Your objective: The entries below are to be copied exactly, with every picture left out.

Provided information:

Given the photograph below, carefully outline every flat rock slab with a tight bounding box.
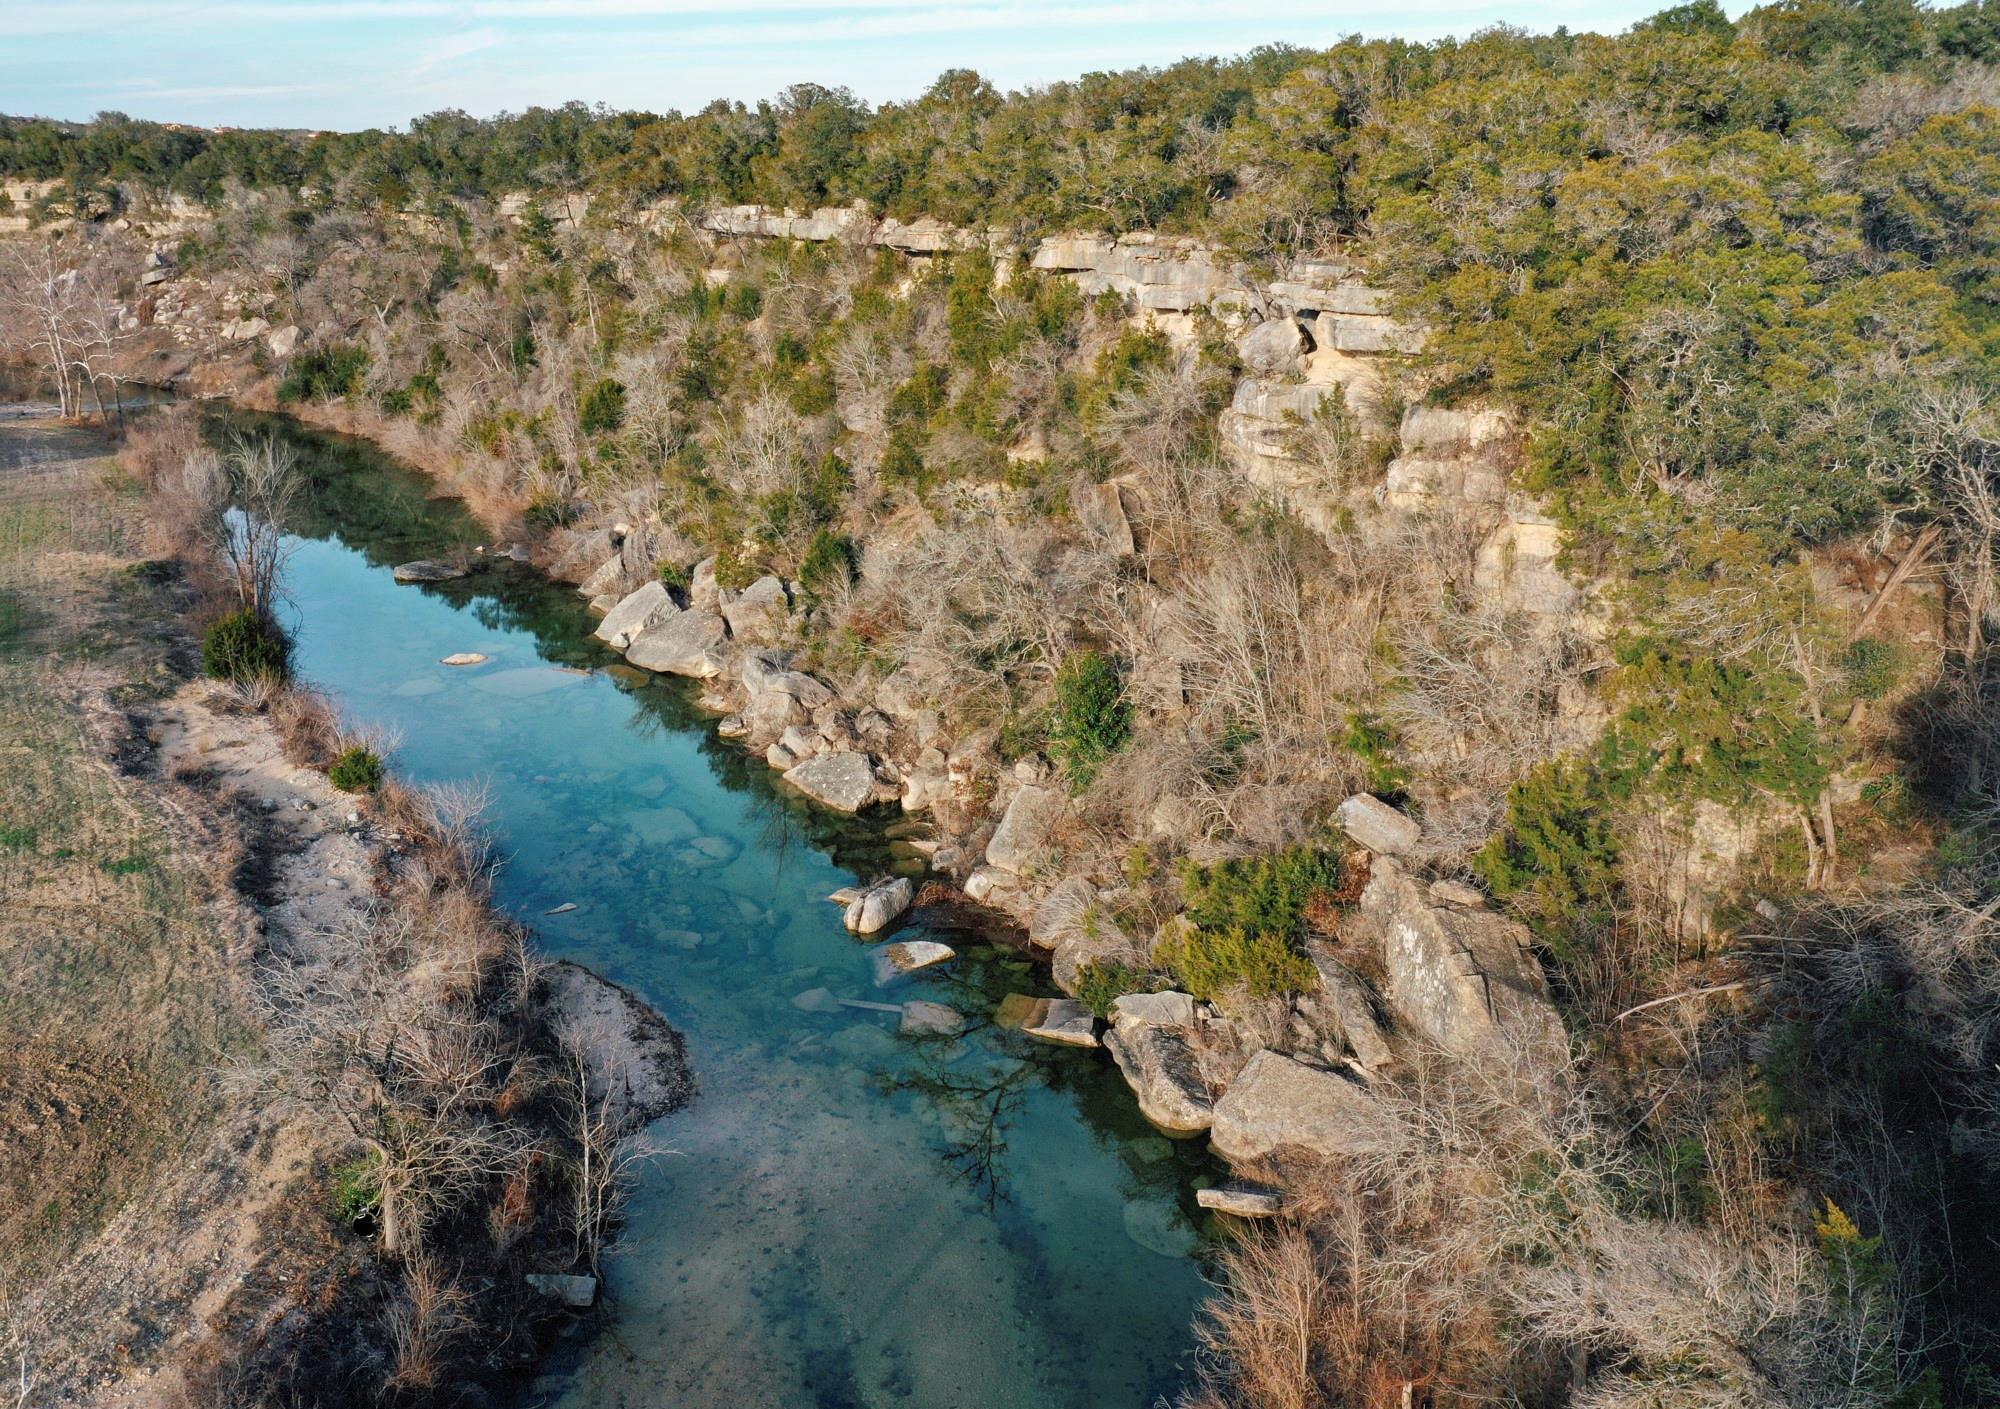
[1197,1183,1285,1218]
[439,652,487,666]
[1024,998,1099,1048]
[1111,990,1197,1029]
[900,1000,966,1036]
[1338,793,1421,856]
[393,559,471,583]
[1209,1050,1399,1166]
[994,992,1048,1029]
[871,940,955,986]
[784,751,878,813]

Exercise solution:
Given the photograph below, carefully outline every flat rock slab with a tight bounding box.
[1197,1183,1285,1218]
[439,652,487,666]
[1024,998,1099,1048]
[1111,990,1197,1029]
[900,1000,966,1036]
[1338,793,1421,856]
[393,559,471,583]
[1209,1050,1399,1166]
[994,992,1048,1029]
[871,940,955,986]
[784,751,878,813]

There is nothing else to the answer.